#### Work to do
From the rows below, copy out the lines from the one with "Would you mind spotting the green" up to and including the one with "<point>130,151</point>", unchanged and nothing else.

Excerpts from a point labeling dataset

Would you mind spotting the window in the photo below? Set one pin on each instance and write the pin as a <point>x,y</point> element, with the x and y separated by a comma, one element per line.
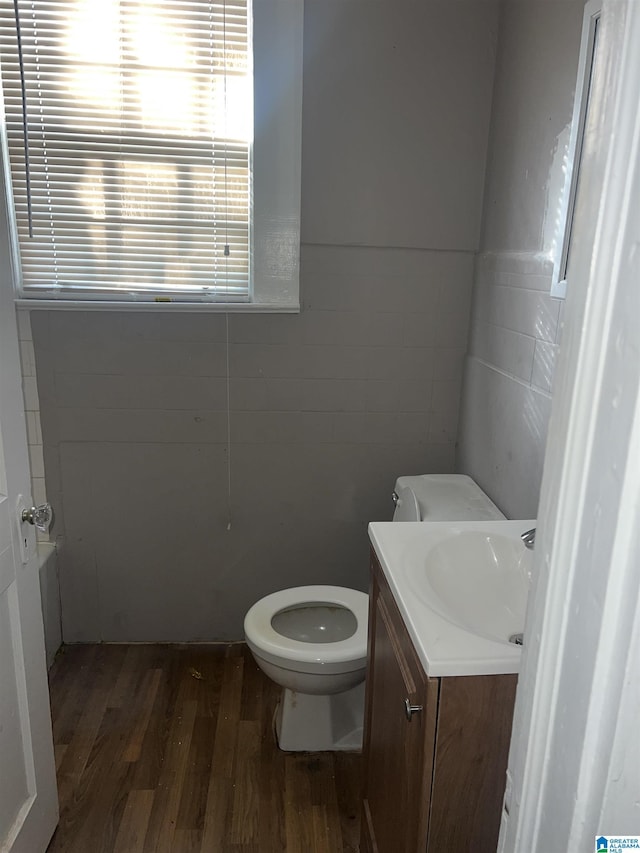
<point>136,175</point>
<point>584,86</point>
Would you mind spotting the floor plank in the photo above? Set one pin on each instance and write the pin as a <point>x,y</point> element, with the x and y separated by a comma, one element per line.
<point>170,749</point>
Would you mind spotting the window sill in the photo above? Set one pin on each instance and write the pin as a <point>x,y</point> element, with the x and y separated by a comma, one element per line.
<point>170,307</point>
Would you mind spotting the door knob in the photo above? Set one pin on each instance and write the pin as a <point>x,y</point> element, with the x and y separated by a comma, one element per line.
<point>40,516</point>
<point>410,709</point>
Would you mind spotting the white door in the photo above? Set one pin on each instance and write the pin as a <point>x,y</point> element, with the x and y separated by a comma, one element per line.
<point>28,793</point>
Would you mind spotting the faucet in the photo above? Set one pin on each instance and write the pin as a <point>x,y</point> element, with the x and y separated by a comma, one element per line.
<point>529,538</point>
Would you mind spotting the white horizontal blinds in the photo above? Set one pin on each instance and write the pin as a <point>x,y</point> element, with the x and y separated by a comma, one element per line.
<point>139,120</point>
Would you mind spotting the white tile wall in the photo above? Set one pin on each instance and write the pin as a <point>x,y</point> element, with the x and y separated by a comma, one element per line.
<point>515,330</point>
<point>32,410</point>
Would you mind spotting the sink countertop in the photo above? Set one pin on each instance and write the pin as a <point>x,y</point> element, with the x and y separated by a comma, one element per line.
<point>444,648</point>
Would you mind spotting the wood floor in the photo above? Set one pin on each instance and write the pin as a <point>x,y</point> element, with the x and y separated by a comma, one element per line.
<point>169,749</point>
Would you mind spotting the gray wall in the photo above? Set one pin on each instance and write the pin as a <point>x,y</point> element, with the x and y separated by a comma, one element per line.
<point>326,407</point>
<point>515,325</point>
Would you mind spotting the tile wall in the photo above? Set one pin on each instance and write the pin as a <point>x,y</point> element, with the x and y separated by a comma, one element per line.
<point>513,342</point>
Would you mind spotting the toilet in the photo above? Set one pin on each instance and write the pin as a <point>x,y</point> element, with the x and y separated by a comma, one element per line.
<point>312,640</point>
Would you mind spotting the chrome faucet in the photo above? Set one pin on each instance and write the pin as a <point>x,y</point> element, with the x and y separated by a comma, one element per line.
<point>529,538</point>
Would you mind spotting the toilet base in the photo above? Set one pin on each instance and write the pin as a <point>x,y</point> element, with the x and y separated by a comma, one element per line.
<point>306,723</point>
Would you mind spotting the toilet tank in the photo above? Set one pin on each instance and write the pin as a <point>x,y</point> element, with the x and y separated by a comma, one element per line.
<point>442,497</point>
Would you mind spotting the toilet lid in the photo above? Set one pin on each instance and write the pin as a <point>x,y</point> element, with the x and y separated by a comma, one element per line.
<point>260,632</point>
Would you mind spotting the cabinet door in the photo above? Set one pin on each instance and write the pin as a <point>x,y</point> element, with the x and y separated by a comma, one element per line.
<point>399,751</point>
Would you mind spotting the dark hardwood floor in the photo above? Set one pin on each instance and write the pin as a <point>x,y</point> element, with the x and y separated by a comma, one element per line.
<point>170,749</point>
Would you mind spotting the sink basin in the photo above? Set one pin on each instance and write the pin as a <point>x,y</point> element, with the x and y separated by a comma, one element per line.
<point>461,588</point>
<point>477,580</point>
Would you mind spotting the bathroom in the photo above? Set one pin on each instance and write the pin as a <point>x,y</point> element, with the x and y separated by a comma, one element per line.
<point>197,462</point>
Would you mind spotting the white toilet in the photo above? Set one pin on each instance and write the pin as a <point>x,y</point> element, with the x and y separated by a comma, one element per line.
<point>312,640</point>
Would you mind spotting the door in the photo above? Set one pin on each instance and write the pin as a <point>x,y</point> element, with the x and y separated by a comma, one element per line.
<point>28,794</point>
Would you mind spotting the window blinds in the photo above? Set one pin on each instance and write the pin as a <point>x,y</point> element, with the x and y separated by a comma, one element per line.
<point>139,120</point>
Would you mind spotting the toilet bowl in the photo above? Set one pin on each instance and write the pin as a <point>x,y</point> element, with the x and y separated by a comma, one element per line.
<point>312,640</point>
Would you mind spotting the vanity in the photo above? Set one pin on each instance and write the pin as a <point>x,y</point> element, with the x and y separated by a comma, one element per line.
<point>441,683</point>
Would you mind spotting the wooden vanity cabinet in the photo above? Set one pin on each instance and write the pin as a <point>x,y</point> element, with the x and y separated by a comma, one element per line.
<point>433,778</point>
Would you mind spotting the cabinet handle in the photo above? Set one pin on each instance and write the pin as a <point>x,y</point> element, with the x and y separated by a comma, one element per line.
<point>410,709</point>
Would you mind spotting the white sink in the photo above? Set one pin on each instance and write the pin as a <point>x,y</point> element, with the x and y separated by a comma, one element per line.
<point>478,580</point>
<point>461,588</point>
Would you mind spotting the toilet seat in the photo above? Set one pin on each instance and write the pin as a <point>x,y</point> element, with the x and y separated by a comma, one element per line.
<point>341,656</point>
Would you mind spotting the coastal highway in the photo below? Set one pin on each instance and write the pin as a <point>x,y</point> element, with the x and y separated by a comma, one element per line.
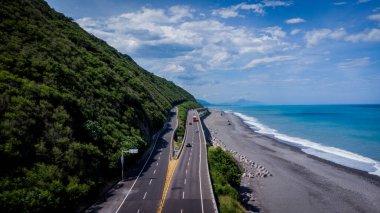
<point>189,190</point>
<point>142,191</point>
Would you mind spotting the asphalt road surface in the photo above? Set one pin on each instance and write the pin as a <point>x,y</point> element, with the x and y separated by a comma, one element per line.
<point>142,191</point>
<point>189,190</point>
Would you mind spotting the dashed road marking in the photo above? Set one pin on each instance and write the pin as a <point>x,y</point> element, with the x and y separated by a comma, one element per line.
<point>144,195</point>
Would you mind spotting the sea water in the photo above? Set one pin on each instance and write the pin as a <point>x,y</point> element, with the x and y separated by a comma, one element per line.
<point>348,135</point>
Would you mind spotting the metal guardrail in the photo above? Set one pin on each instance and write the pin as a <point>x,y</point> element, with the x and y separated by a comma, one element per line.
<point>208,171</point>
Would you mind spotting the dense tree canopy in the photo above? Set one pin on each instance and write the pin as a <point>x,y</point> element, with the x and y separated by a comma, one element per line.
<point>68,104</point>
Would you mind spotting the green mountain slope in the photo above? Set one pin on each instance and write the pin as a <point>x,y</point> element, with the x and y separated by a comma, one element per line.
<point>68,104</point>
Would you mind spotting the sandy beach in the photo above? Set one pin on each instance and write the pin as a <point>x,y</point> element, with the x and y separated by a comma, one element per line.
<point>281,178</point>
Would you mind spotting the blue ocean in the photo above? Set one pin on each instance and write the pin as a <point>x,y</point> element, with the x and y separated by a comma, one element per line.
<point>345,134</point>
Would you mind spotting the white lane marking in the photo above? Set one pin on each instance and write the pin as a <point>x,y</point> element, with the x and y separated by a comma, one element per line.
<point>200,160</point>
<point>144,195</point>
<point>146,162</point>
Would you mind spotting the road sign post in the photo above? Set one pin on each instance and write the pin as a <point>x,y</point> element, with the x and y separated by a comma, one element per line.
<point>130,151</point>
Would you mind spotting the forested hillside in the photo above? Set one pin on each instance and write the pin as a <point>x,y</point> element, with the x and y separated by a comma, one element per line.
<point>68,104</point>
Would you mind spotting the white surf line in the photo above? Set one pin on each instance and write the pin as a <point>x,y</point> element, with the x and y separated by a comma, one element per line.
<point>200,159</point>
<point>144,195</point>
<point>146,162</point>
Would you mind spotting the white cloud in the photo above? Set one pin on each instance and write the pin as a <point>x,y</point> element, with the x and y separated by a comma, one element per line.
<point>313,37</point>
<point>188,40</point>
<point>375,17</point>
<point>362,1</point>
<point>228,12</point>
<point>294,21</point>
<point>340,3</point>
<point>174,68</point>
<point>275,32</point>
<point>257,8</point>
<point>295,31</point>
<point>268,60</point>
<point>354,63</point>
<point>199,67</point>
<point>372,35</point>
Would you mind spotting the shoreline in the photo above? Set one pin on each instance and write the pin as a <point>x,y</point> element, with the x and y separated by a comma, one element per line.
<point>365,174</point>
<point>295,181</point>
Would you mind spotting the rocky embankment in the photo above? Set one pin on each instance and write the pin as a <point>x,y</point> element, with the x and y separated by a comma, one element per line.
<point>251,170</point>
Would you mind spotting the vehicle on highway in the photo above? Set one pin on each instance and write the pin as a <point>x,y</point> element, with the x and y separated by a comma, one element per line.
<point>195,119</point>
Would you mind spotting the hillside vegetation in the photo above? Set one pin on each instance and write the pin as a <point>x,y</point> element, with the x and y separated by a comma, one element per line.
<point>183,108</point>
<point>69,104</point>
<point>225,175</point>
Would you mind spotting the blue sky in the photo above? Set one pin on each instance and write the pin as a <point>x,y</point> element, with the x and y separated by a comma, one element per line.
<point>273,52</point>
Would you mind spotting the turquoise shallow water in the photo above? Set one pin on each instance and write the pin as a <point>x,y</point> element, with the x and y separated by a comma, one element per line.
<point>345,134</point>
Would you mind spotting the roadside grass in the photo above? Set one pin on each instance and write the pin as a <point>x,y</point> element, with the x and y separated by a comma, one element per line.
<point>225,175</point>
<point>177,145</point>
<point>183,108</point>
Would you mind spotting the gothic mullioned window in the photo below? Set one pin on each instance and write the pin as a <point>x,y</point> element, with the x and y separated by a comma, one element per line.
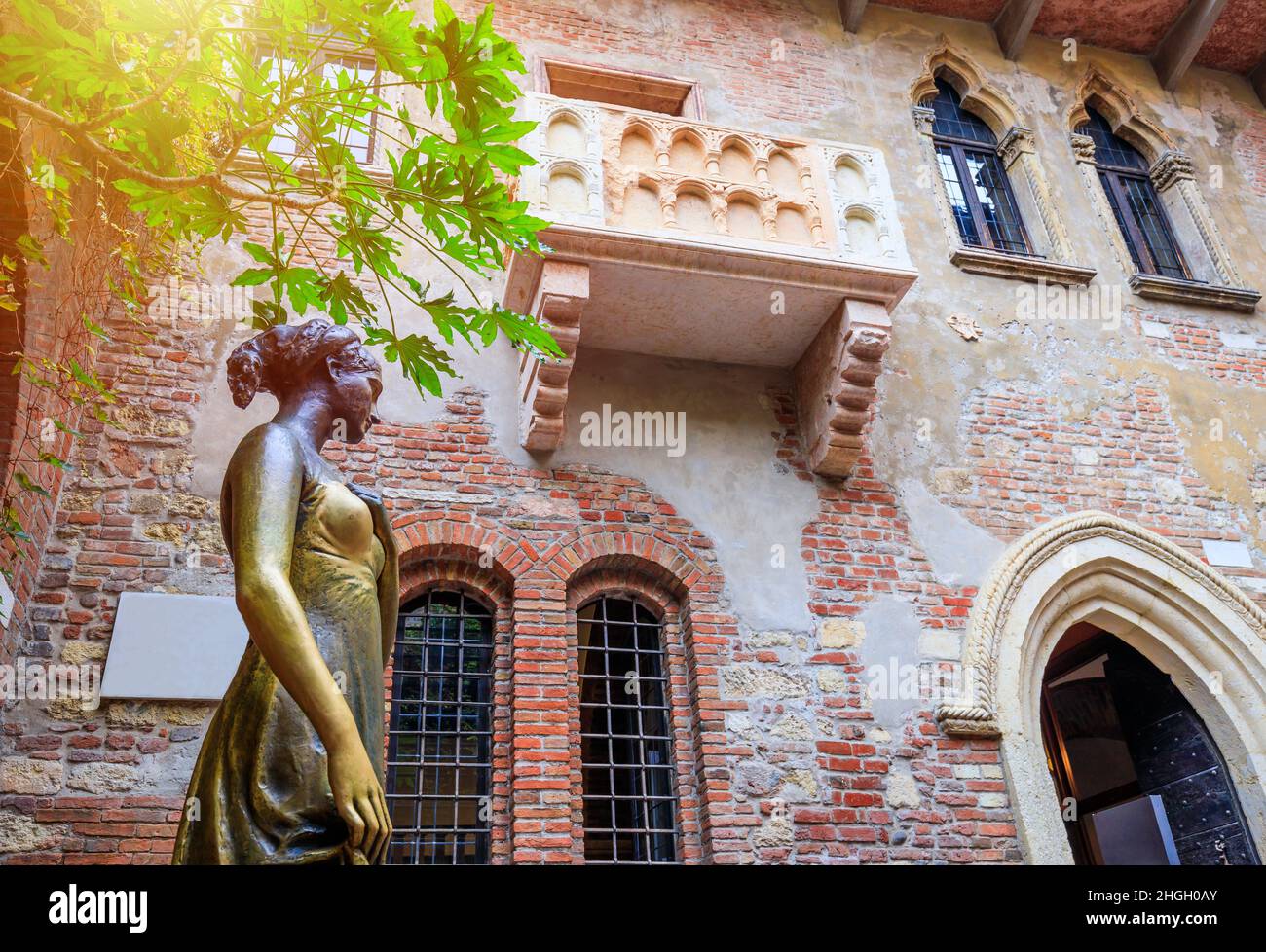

#### Result of the exercise
Would you mind spotting the green mountain slope in the photo above? Set one pin on each instance and write the pin as a <point>x,y</point> element, with the x and y separated by a comma, one element per line.
<point>68,104</point>
Would you mind spotting the sandy beach in the photo above? Set one pin on each instance and write the pin as a <point>x,y</point> element, with the x and y separated by a comma, one element per line.
<point>281,178</point>
Would you mind spotting the blue ocean in the photo above? Set one pin on each instance and write the pin as a <point>x,y</point> element, with the x and y separated by a comma, one element per line.
<point>345,134</point>
Would you mind spotting the white lane marking in the photo above? Set one pin on each instance and write the pin as a <point>x,y</point> element, with the x and y separated by a comma, one element per line.
<point>200,160</point>
<point>144,195</point>
<point>146,162</point>
Would you mind spotting the road sign post in the photo above? Set one pin on each instance and write the pin as a <point>x,y</point> element, with the x and y separated by a comma, one element per line.
<point>130,151</point>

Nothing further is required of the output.